> **Exercise details**: Gather every line in the listing below that contains the string "blue", copying each line in full. Matching is case-sensitive.

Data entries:
____

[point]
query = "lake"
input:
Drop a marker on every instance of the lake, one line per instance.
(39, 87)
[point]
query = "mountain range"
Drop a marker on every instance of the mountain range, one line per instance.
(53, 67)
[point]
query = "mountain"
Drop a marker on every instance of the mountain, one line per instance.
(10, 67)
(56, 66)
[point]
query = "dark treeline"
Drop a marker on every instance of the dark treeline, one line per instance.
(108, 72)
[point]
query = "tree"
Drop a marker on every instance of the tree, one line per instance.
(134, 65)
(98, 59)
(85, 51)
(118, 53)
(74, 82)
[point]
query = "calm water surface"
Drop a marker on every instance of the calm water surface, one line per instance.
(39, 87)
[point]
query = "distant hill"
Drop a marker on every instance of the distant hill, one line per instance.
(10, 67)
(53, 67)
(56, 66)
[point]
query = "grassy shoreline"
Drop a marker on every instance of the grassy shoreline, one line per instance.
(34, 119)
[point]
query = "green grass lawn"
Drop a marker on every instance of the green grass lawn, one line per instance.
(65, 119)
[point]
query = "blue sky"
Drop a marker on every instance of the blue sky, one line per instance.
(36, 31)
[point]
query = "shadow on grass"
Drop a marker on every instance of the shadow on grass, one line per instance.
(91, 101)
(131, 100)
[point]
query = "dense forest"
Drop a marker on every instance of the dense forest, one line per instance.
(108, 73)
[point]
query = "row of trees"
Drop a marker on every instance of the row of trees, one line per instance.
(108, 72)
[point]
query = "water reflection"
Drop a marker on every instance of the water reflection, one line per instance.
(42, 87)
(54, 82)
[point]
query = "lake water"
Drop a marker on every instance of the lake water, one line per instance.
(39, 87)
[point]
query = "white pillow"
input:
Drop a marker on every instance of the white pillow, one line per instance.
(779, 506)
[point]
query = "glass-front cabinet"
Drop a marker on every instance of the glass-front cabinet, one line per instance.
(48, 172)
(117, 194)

____

> **Complete output**:
query = "blue sky"
Drop a marker on every instance of the blue sky, one line per instance.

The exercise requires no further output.